Retoma el texto sobre el culto a la Virgen María y continúalo a partir de su última oración.

++++ Fragmento de texto

Por más lejos que remonte en el tiempo el historiador del cristianismo, se topa con el culto de la Virgen María. Los evangelios de Mateo y Lucas lo fundan, el Apocalipsis de Juan enseña a la mujer rodeada de estrellas que pisotea al dragón del mal. Ella es la nueva Eva, la mujer portadora de la salvación, después de la Eva primera co-autora con su compañero Adán de la caída. La Virgen está presente en los himnos más antiguos, en los primeros íconos y la devoción mariana, a lo largo de los siglos no hizo más que crecer y embellecer, para asombro y enojo de los que la interpretan como idolatría descalificada como “mariolatría”.

Es una devoción íntima y pública; no es casualidad que las principales catedrales levantadas en la Edad Media se llamen “Nuestra Señora”; San Bernardo es su teólogo y Dante su cantador: Donna, se’tanto grande e tanto vali/ Che qua vol grazia et a te non ricorre/ Sua disïanza vuol volar sanz’ali. Hermosos versos que mi amigo Roger Baillet traduce como: “Dama, eres tan grande y tienes tal valor que quién desea una gracia y no recurre a ti, quiere volar su deseo sin alas”.

San Francisco de Asís y santo Domingo de Guzmán, Martín Lutero e Ignacio de Loyola son sus ilustres devotos. ¿Martín Lutero? ¡Claro que sí! Y también el caballero René Descartes que va en peregrinación a su santuario de Loreto. Es que la Virgen María, la humilde judía Miriam, se ha vuelto la intercesora, el abogado de los hombres en su relación con el Padre y el Hijo. Intercede, ruega, reza y su oración es de una eficacia suprema. Lean el librito intitulado Confesiones de un cristero, de Ezequiel Mendoza Barragán, natal del rancho las Pingüicas, municipio de Coalcomán, cuando ella suplica al Padre (que le contesta “Ve con tu hijo”), luego al Hijo para que no se condene “el más pequeño de sus hijos”, Ezequiel…

Católicos y ortodoxos rezan devotamente que ella es “verdaderamente la madre de Dios… más venerable que los querubines”; Martín Lutero y Juan Calvino lanzaban el anatema contra los que ponían en duda no solamente la virginal concepción de Jesús, sino que no había tenido más hijos que él. Entre tantas oraciones, el rosario sigue siendo el más rezado en el mundo.

++++++++
++++ Extractos de datos

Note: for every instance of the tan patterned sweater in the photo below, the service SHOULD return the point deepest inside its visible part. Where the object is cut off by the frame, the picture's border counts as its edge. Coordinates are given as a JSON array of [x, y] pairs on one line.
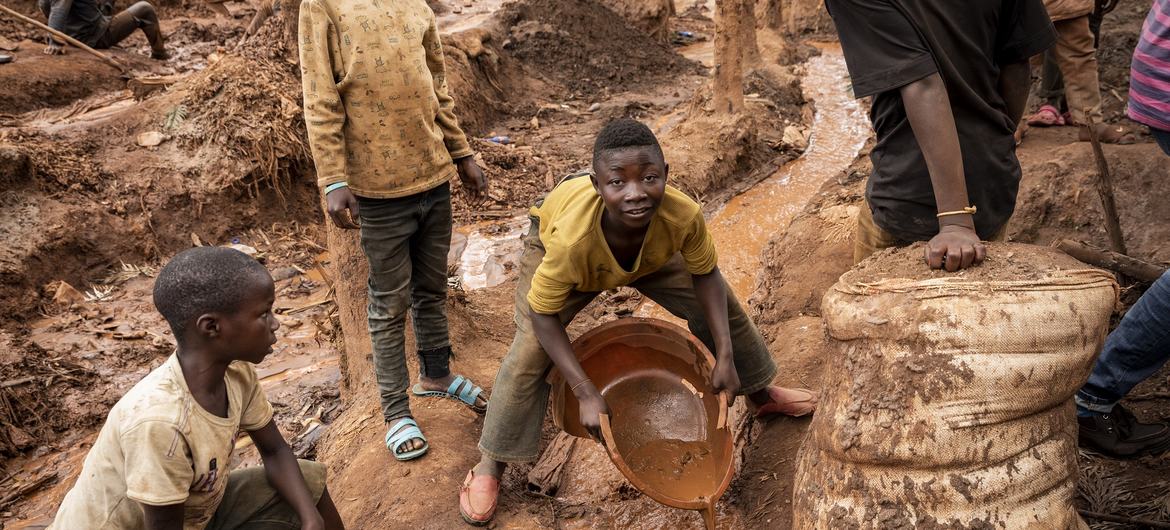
[[376, 98]]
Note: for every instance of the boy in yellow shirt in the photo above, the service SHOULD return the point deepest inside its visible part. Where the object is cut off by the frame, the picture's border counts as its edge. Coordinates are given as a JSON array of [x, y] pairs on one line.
[[621, 226], [162, 458]]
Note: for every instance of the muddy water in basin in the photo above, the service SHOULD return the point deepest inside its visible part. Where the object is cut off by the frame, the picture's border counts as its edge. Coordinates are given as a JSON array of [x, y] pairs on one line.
[[682, 469]]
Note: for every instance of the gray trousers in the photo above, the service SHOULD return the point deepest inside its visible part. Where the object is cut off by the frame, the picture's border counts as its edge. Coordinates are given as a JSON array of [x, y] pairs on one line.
[[406, 241]]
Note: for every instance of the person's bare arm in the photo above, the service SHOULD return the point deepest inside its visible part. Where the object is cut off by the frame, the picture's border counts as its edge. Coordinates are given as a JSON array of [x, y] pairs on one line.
[[169, 517], [552, 337], [928, 108], [713, 297], [1014, 81], [284, 475]]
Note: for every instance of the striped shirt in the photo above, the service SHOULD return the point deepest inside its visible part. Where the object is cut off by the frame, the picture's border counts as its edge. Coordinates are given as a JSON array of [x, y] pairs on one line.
[[1149, 75]]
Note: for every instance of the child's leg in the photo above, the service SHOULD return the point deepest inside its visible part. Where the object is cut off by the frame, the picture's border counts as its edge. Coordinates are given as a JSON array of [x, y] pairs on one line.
[[387, 226], [672, 288], [429, 247], [250, 502], [520, 397]]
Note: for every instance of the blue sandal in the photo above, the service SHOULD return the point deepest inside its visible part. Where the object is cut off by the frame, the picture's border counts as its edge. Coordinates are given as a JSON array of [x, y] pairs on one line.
[[404, 431], [460, 389]]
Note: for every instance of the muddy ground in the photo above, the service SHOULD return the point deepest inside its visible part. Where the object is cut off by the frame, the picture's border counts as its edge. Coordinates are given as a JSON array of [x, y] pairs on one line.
[[88, 214]]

++++++++

Respuesta del ejercicio >>
Periódicamente, eclesiásticos católicos y protestantes (no los ortodoxos tranquilos en su devoción a la Theotokos, Madre de Dios) ven con desconfianza, critican, combaten tanta devoción, con la idea de que desplaza a Cristo como el único mediador. En el siglo XVIII, bien lo sabe David Brading que estudió la ofensiva del clero contra la piedad barroca en la Nueva España, obispos puritanos pretendieron combatir estos “abusos”. Les preocupaba que los fieles rezaran a la Virgen de su lugar, los de Zaragoza a la Virgen del Pilar, los de Cataluña a la señora de Montserrat, los nuestros a la Virgen de Guadalupe; como si existieran muchas Vírgenes milagrosas. El Papa, no recuerdo cual, tuvo la sabiduría de calmar a los obispos: “hermanos, ¿a poco ustedes creen que la Virgen no tiene poder para reírse y de enderezar lo que ven ustedes como una idolatría? De Virgine nunquam satis, De la Virgen, nunca lo suficiente”.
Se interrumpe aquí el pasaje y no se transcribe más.